L’un des signes les plus dramatiques de cet effet « backlash » des guerres sur la condition des femmes est l’usage du viol comme arme de guerre. Partout à travers le monde et en toutes époques, l’odieuse pratique s’observe pendant les conflits, procédant à part entière, selon les historien·ne·s (par exemple Georges Vigarello) des tactiques de conquête, entre déstabilisation de l’ennemi, prises de possession et conquêtes de territoire. Contrairement à une idée reçue, le viol de guerre ne répond pas à un besoin de soulager des pulsions sexuelles, mais correspond à un logiciel de domination des hommes entre eux, dont les femmes sont l’objet transactionnel.

Cela n’exclut pas les pratiques de « femmes de réconfort » : entre prostitution organisée pour offrir des « plaisirs » aux soldats et repos du guerrier impliquant « devoir conjugal », les guerres sont aussi le terreau d’une réaffirmation du droit des hommes à une sexualité dont les femmes sont prestataires, rémunérées ou non. Il faut encore inscrire au chapitre de cette colonisation du corps des femmes en temps de guerre les sombres heures de l’histoire qui ont célébré la Libération d’un pays en punissant celles qui avaient « couché avec l’ennemi » (de gré ou de force) : tondues, traquées, pendues, elles ont été sacrifiées en France en 1945, en Côte d’ivoire en 2002, au Soudan en 2015, sur d’autres terrains encore.

Quelle place à la table des négociations de paix ?

Les conséquences des guerres sur la condition des femmes sont de mieux en mieux connues et le message est porté, au niveau international par les institutions (l’ONU et ses organes UNICEF, ONU Femmes, UNIFEM, le groupe PeaceWomen…) et les ONG (CARE, WILPF, WWoW…) sur l’importance de les intégrer aux négociations de paix et aux programmes de reconstruction post-conflits. Ce message devrait avoir d’autant plus de poids que diverses études mettent en évidence que l’inclusion des femmes dans les projets de restauration et de maintien de la paix est corrélée à une meilleure durabilité des équilibres retrouvés.

----------------

**Consigne A:**
Recopiez le passage de l’extrait sur les femmes et la guerre qui commence à « L’un des signes » et se termine à « sont l’objet transactionnel. ».
**Consigne B:**
Reprenez le texte sur la condition des femmes en temps de guerre à la suite de sa dernière phrase et prolongez-le.

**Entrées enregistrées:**
----------------

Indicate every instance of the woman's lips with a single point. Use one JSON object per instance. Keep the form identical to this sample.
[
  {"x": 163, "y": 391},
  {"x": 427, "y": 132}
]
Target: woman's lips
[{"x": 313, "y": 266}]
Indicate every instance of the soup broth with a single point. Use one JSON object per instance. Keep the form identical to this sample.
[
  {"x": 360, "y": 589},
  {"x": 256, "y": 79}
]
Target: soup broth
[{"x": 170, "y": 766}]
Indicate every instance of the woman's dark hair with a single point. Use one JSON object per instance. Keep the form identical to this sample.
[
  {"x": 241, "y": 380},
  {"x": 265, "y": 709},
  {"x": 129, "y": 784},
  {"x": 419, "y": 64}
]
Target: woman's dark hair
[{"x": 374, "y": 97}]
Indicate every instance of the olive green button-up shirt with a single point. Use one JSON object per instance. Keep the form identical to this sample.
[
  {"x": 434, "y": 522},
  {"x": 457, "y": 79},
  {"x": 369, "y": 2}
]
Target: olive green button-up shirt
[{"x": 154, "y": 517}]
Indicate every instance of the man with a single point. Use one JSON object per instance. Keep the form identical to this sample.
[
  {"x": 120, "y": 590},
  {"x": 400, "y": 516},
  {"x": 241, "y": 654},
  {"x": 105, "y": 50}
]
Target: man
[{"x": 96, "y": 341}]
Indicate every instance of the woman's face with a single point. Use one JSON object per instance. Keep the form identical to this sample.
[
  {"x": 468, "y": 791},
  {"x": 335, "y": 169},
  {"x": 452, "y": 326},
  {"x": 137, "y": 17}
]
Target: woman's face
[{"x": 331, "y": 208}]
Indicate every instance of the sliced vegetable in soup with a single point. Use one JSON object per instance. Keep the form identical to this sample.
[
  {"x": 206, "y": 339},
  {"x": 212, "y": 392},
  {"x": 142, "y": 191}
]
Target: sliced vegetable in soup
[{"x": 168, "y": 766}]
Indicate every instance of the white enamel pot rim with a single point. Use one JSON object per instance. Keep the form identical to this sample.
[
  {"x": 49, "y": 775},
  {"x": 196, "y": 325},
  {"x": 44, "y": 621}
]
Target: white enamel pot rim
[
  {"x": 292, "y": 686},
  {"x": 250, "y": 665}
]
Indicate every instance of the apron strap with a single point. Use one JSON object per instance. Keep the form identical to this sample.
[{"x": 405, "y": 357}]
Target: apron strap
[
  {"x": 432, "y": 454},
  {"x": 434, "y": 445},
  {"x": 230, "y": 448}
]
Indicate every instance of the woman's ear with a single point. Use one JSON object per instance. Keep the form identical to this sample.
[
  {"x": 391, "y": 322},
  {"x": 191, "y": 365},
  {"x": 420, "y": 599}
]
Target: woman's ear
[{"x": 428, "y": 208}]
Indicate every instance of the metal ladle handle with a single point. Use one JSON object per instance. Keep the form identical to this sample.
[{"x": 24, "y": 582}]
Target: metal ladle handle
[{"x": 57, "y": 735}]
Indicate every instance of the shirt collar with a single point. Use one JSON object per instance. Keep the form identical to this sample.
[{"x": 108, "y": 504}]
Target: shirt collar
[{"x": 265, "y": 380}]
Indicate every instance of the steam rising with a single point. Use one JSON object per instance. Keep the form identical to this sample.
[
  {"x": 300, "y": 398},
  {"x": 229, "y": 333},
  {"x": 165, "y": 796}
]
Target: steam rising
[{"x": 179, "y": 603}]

----------------

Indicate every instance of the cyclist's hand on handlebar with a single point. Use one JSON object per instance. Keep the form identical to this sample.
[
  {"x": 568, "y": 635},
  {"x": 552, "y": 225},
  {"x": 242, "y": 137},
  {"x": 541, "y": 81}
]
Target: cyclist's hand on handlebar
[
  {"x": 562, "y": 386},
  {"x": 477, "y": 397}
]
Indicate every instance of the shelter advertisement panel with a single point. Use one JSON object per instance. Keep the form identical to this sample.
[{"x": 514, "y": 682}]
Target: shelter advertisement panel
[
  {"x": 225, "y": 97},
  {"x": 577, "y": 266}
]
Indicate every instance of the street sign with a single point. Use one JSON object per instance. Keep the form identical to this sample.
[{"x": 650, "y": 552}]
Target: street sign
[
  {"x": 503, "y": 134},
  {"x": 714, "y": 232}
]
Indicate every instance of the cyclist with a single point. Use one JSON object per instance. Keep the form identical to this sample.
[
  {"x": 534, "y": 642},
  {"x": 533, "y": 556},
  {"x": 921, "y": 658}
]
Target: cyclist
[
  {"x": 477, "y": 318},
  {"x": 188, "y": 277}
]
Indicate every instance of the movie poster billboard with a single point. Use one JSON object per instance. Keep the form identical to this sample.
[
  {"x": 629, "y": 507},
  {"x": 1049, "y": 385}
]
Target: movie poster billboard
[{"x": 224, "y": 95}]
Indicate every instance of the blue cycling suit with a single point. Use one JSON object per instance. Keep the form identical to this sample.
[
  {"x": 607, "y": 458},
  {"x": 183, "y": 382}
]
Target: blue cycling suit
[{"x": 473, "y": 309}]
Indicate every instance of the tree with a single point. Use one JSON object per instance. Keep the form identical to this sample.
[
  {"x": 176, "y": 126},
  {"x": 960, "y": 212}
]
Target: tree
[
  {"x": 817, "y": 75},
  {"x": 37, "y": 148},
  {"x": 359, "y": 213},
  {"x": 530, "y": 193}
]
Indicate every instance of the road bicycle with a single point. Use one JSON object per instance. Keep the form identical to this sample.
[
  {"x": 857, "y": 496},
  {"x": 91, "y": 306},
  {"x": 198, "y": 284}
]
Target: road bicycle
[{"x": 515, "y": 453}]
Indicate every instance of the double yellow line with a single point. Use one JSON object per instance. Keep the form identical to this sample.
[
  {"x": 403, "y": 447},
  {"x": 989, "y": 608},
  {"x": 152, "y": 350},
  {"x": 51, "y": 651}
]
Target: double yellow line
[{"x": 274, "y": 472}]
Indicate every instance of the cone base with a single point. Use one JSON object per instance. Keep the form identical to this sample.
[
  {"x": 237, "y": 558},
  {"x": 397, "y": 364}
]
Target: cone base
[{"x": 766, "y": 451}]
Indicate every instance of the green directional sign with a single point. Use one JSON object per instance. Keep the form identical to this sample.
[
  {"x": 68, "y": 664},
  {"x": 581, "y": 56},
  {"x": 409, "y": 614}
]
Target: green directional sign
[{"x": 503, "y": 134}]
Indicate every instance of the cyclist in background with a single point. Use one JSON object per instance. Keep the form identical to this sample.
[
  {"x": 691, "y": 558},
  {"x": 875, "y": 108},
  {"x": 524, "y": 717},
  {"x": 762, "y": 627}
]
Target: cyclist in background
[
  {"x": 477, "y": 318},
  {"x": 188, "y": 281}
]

----------------

**Réponse rédigée A:**
L’un des signes les plus dramatiques de cet effet « backlash » des guerres sur la condition des femmes est l’usage du viol comme arme de guerre. Partout à travers le monde et en toutes époques, l’odieuse pratique s’observe pendant les conflits, procédant à part entière, selon les historien·ne·s (par exemple Georges Vigarello) des tactiques de conquête, entre déstabilisation de l’ennemi, prises de possession et conquêtes de territoire. Contrairement à une idée reçue, le viol de guerre ne répond pas à un besoin de soulager des pulsions sexuelles, mais correspond à un logiciel de domination des hommes entre eux, dont les femmes sont l’objet transactionnel.

**Réponse rédigée B:**
La résolution 1325 adoptée par 192 pays membres de l’ONU consacre le principe de la participation des femmes aux démarches en vue de la résolution des conflits ainsi que celui de leur représentation dans les opérations de maintien de la paix. Cette même résolution prévoit qu’un chapitre spécifiquement dédié aux questions de genre soit à l’agenda des discussions concernant la reconstruction : il y va notamment de garantir que les crimes de guerre spécifiquement dirigées contre les femmes (dont le viol de guerre) soient reconnus et punis mais aussi d’œuvrer à la réduction (voire l’annulation) des effets des guerres en matière de recul des droits des femmes. Il s’agit aussi de faire des périodes de renouveau politique, économique et social que constituent les temps de reconstruction, une opportunité à part entière de faire progresser tous les droits humains, dont ceux des femmes.

L’application de cette résolution laisse hélas encore à désirer. Selon l’ONU, au cours des 30 dernières années, les femmes ont compté pour seulement 13% des négociateurs, 6% des médiateurs et 6% des signataires dans les processus de paix. 70% des accords de paix ont été signés par des groupes de mandataires exclusivement masculins. Plus inquiétant encore, la part d’accord contenant des dispositions relatives aux droits des femmes et aux questions de genre est en recul depuis plusieurs années (aujourd’hui, c’est 26%) après avoir atteint son pic (37% en 2015). Aucun accord de cessez-le-feu signé depuis 2018 ne contient de telles dispositions.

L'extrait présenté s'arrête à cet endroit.